Text excerpt:
++++++++++++++++++++
When a filmmaker—especially an auteur—is saddled with a set of mandates from the producers, the result can often be a misfire or a hodgepodge that doesn’t really work. It muddies the original vision. But if the director is creative enough, if they maybe have the gall enough, they can turn out something that not only works, but is exceptionally great. Roger Corman told the young Peter Bogdanovich he could make any movie he wanted, provided he use stock footage from the very expensive (for them) period horror film The Terror, and that he cast Boris Karloff who still owed him two days of work. Bogdanovich’s result was a superbly tense modern thriller that also acts as a fitting elegy to Karloff’s long and storied career: Targets.

This is actually a horrible trailer, and it’s wrong for a number of reasons. This was from the re-release of the film after Paramount bought the movie and Bogdanovich’s The Last Picture Show in 1971 had been a hit, so they downplayed the presence of Karloff entirely—also because, well, he was dead at the time—and only showed the sniper scenes which showcase the director’s quick cutting. The other reason it’s wrong is that the trailer calls the young homicidal maniac “Joe” when his name in the film is clearly given as “Bobby.” That doesn’t make any sense at all. Also they say he’s an only child, but they talk about his brother a lot. Regardless.
++++++++++++++++++++
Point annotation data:
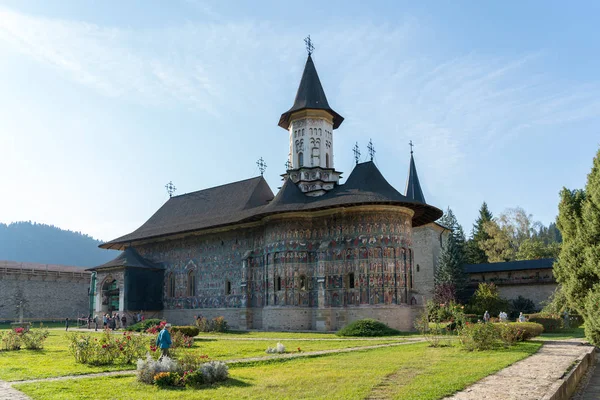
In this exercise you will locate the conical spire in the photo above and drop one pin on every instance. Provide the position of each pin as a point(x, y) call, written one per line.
point(413, 187)
point(310, 95)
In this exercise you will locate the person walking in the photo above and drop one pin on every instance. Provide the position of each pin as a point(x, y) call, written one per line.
point(163, 341)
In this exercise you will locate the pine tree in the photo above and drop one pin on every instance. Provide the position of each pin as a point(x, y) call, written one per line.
point(474, 253)
point(578, 265)
point(450, 271)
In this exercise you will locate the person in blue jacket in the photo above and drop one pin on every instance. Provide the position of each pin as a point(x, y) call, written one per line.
point(163, 341)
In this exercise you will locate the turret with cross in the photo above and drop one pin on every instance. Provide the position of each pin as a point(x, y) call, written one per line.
point(310, 123)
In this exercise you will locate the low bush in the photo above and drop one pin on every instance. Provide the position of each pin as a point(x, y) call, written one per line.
point(190, 331)
point(530, 329)
point(550, 322)
point(34, 338)
point(367, 327)
point(144, 325)
point(217, 324)
point(479, 336)
point(148, 367)
point(167, 379)
point(279, 349)
point(108, 349)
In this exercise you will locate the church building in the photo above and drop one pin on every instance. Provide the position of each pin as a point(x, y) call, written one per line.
point(316, 255)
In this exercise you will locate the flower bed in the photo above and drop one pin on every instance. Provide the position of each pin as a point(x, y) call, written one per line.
point(32, 339)
point(108, 349)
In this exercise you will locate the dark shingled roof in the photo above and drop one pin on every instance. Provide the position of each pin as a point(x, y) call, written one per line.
point(248, 200)
point(209, 208)
point(311, 96)
point(128, 258)
point(544, 263)
point(413, 187)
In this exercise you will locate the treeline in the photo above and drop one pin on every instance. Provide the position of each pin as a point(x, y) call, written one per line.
point(47, 244)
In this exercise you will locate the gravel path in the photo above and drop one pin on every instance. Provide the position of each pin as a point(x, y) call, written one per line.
point(528, 379)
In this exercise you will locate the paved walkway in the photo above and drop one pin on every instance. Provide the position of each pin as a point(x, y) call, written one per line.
point(590, 387)
point(531, 378)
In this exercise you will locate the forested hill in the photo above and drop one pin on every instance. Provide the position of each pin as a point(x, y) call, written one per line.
point(46, 244)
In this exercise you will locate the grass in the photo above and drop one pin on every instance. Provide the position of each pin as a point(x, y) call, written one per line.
point(287, 335)
point(55, 360)
point(415, 372)
point(562, 334)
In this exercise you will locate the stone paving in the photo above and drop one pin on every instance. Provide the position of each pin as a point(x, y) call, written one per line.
point(590, 387)
point(531, 378)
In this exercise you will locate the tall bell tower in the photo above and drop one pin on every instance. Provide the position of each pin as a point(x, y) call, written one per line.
point(310, 124)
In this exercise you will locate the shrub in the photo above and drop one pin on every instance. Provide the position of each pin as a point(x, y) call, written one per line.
point(367, 327)
point(34, 338)
point(148, 368)
point(530, 329)
point(279, 348)
point(550, 322)
point(186, 330)
point(12, 340)
point(521, 304)
point(214, 371)
point(193, 377)
point(479, 336)
point(108, 349)
point(220, 325)
point(509, 333)
point(143, 325)
point(217, 324)
point(167, 379)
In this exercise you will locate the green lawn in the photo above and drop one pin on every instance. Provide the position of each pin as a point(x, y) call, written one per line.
point(55, 360)
point(574, 333)
point(405, 372)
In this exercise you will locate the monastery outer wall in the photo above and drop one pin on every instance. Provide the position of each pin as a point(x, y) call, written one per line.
point(45, 296)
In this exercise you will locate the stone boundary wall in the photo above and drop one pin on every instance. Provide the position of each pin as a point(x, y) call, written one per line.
point(299, 318)
point(46, 294)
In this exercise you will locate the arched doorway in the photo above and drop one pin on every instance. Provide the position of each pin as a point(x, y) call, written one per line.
point(110, 295)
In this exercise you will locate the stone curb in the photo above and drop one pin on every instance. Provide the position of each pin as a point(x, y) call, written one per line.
point(566, 387)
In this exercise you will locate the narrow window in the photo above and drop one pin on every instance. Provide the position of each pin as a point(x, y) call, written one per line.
point(171, 285)
point(302, 282)
point(351, 280)
point(191, 292)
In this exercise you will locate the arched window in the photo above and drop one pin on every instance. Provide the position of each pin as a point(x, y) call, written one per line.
point(191, 290)
point(171, 285)
point(302, 282)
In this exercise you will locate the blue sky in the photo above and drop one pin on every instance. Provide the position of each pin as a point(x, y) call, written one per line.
point(102, 103)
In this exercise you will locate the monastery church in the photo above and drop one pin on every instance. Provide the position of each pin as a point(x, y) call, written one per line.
point(315, 256)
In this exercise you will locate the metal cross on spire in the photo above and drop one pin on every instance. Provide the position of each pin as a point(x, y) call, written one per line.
point(356, 151)
point(262, 166)
point(371, 149)
point(171, 189)
point(309, 46)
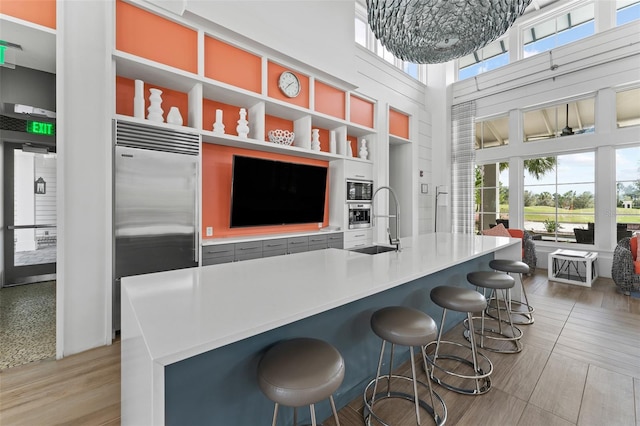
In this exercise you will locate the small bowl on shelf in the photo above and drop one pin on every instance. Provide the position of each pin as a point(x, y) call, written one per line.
point(282, 137)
++++++++++++++++++++
Task objective:
Please extract, word for word, the part of the film review from "When a filmmaker—especially" up to and including "storied career: Targets.".

Reply to the exercise:
When a filmmaker—especially an auteur—is saddled with a set of mandates from the producers, the result can often be a misfire or a hodgepodge that doesn’t really work. It muddies the original vision. But if the director is creative enough, if they maybe have the gall enough, they can turn out something that not only works, but is exceptionally great. Roger Corman told the young Peter Bogdanovich he could make any movie he wanted, provided he use stock footage from the very expensive (for them) period horror film The Terror, and that he cast Boris Karloff who still owed him two days of work. Bogdanovich’s result was a superbly tense modern thriller that also acts as a fitting elegy to Karloff’s long and storied career: Targets.